## begin Records for the exercise

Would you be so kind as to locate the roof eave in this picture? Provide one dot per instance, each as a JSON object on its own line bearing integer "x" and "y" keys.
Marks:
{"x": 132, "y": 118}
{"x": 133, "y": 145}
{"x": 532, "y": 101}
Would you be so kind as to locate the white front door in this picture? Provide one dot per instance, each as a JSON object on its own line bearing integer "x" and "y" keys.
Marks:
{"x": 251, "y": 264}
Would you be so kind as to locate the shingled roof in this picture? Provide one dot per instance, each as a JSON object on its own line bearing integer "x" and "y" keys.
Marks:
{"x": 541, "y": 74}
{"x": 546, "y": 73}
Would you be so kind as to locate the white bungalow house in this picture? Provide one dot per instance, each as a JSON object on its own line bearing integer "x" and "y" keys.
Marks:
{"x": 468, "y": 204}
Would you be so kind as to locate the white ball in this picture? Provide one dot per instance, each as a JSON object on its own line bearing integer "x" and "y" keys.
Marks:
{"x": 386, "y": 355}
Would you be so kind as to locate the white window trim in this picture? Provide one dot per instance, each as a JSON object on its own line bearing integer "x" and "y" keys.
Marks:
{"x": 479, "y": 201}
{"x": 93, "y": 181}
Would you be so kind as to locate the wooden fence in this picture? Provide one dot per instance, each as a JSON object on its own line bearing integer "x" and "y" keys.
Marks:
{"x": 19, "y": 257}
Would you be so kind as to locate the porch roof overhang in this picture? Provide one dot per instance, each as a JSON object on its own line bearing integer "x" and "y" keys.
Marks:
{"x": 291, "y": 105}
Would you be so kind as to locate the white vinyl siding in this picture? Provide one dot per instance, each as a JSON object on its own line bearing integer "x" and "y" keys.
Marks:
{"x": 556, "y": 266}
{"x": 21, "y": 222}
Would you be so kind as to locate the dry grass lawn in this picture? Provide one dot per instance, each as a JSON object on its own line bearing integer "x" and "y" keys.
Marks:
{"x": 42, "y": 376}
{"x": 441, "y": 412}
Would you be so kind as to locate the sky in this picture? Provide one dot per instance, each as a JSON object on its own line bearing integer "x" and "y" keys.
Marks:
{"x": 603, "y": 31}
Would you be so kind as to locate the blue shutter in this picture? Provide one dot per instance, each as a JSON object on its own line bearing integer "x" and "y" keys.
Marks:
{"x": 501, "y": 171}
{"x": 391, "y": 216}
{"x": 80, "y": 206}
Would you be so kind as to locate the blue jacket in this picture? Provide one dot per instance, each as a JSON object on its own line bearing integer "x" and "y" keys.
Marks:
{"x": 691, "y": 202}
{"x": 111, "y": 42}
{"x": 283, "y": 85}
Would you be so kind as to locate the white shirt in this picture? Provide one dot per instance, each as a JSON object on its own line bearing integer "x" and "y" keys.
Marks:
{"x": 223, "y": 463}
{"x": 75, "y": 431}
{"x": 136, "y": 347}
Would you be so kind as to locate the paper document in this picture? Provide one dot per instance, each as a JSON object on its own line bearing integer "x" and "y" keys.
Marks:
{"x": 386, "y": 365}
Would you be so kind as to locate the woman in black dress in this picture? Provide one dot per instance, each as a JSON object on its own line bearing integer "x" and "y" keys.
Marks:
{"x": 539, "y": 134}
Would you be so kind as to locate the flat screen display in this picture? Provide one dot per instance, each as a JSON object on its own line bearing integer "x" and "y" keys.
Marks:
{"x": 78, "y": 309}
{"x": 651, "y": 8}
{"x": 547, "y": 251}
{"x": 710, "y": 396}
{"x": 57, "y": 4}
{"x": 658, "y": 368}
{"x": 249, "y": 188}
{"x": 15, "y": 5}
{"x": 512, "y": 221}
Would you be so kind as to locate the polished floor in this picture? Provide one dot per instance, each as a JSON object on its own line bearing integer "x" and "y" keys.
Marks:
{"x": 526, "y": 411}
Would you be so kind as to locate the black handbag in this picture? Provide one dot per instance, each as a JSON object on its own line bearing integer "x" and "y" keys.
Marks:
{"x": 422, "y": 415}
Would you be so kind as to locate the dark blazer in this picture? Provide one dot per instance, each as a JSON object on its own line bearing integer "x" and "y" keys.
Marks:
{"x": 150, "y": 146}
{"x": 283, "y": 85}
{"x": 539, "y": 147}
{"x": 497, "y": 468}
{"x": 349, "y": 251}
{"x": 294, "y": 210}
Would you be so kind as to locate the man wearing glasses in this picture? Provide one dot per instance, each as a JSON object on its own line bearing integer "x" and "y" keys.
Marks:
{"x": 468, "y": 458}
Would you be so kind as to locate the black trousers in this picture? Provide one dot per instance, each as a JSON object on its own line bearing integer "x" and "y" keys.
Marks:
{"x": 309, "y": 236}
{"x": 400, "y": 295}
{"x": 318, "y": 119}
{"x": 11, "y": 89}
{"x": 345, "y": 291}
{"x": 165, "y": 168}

## end Records for the exercise

Update every one of the records above by replacing "Marks" with "Points" wherever it occurs. Leave everything else unchanged.

Would you be so kind as to locate the roof eave in this picture? Provide one dot per instance, each as a JSON object on its own line bearing integer "x" and "y" keys.
Points:
{"x": 132, "y": 118}
{"x": 133, "y": 145}
{"x": 532, "y": 101}
Would you be so kind as to locate the white front door in this picture? Provide one dot per instance, each as a JSON object on its own line bearing integer "x" and "y" keys.
Points:
{"x": 251, "y": 264}
Would you be so kind as to locate the shingled roof in this picture? Provide one dot per instance, each as a JSON object on its own line bearing integer "x" and "y" keys.
Points:
{"x": 541, "y": 74}
{"x": 546, "y": 73}
Would you be so kind as to locate the white bungalow house in this picture? Provide one dot per instance, each as a JSON object on its own line bearing integer "x" and "y" keys.
Points:
{"x": 468, "y": 204}
Would you be so kind as to locate the white ball in this picture? Provide one dot per instance, each as a JSON object on its own line bearing integer "x" and "y" keys.
Points:
{"x": 386, "y": 355}
Would you be so kind as to locate the white window trim in this picture? Provide one dot per instance, each as a JSON object on its own line bearing integer "x" and "y" keys.
Points:
{"x": 479, "y": 201}
{"x": 93, "y": 181}
Would you be so kind as to locate the wooden fence in this picture? Provide one dot per instance, each as a JSON object on its own line bearing integer "x" and "y" keys.
Points:
{"x": 19, "y": 257}
Would you be so kind as to locate the porch roof overhang in this picture? Provide one dot per instance, each as a JSON object on its own line bearing integer "x" and "y" keys.
Points:
{"x": 291, "y": 105}
Would you be so kind as to locate the white vinyl siding in this picture? Provide one dot per instance, each as a JSON object on its own line bearing integer "x" and "y" keys.
Points:
{"x": 556, "y": 266}
{"x": 21, "y": 222}
Would you be so kind as to locate the dry grass lawn in this picture? Provide one dot per instance, each as a JSON object on its own line bearing integer "x" and "y" keys.
Points:
{"x": 42, "y": 376}
{"x": 441, "y": 412}
Would you be so kind as to locate the sky in this picture? Provide one dot per instance, each as a JSON object on its own line bearing integer "x" and "y" keys.
Points:
{"x": 603, "y": 31}
Would you be so kind as to locate the blue shutter in this picture? Provide one dot per instance, each as a JSON object on its own line bearing integer "x" and "y" keys.
Points:
{"x": 501, "y": 171}
{"x": 391, "y": 216}
{"x": 80, "y": 206}
Would you be so kind as to locate the blue jacket in this picture? Provide one dot per instance, each as a JSON object on its own line bearing integer "x" and "y" keys.
Points:
{"x": 691, "y": 202}
{"x": 111, "y": 42}
{"x": 283, "y": 85}
Would you be so kind as to locate the white shirt in this picture? Provide one dot per instance, each as a JSON object on its own line bearing integer "x" and "y" keys.
Points:
{"x": 223, "y": 463}
{"x": 75, "y": 431}
{"x": 136, "y": 347}
Would you be so kind as to locate the paper document in this picture? Provide one dot per instance, each as a JSON object on its own line bearing integer "x" and "y" keys.
Points:
{"x": 386, "y": 365}
Would you be so kind as to locate the woman in black dress in this picture? Provide one dot per instance, each as a JSON object on its own line bearing integer "x" and "y" keys.
Points:
{"x": 539, "y": 134}
Would you be so kind as to locate the flat screen display in this picture? Provide one dot per instance, each as a JSON object on its own line bearing integer "x" and "y" keys.
Points:
{"x": 78, "y": 309}
{"x": 651, "y": 8}
{"x": 547, "y": 251}
{"x": 710, "y": 396}
{"x": 57, "y": 4}
{"x": 658, "y": 368}
{"x": 249, "y": 188}
{"x": 15, "y": 5}
{"x": 512, "y": 221}
Would you be so kind as to locate the polished floor in this picture? Provide one dot per instance, each as a JSON object on its own line bearing integer "x" and "y" keys.
Points:
{"x": 526, "y": 411}
Would you be so kind as to locate the black handbag in this picture? Provide one dot per instance, each as a JSON object on its own line bearing integer "x" and "y" keys.
Points:
{"x": 422, "y": 415}
Would you be so kind as to locate the dark blazer in this picture? Provide one dot per instance, each as a JSON object on its own line bearing integer "x" and "y" keys.
Points:
{"x": 150, "y": 146}
{"x": 283, "y": 85}
{"x": 539, "y": 147}
{"x": 497, "y": 468}
{"x": 349, "y": 251}
{"x": 294, "y": 210}
Would you be so kind as to locate the man wearing glasses in this picture? Provide one dot per instance, each as a JSON object on its own line bearing integer "x" and "y" keys.
Points:
{"x": 468, "y": 458}
Would you be so kind as to locate the black trousers in this picture? Provide one dot per instance, each as a JSON object on its own line bearing integer "x" and "y" keys.
Points:
{"x": 309, "y": 236}
{"x": 400, "y": 295}
{"x": 318, "y": 119}
{"x": 11, "y": 89}
{"x": 345, "y": 291}
{"x": 165, "y": 168}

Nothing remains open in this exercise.